* _Stored data_:
--- Start ---

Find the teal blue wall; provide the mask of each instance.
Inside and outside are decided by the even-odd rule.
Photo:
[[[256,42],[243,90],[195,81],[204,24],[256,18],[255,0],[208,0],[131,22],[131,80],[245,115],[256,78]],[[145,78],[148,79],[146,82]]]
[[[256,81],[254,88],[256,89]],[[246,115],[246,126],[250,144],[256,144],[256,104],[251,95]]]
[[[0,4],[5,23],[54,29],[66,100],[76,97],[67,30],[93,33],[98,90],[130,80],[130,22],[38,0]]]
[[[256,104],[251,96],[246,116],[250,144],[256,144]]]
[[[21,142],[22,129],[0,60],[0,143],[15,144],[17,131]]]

--- End ---

* _Task objective_: Extract each entry in full, exactly as given.

* _Full response_:
Find the teal blue wall; provide the mask of each instance.
Inside and outside are decided by the even-odd rule.
Photo:
[[[256,42],[243,90],[195,81],[204,24],[256,18],[255,0],[208,0],[131,22],[131,80],[245,115],[256,78]],[[145,78],[148,79],[146,82]]]
[[[256,81],[254,88],[256,89]],[[246,115],[246,126],[250,144],[256,144],[256,104],[251,95]]]
[[[0,4],[5,23],[54,29],[66,100],[76,97],[67,30],[93,33],[98,90],[130,80],[130,22],[38,0]]]
[[[256,104],[251,96],[246,116],[250,144],[256,144]]]
[[[21,142],[22,129],[0,60],[0,143],[15,144],[17,131]]]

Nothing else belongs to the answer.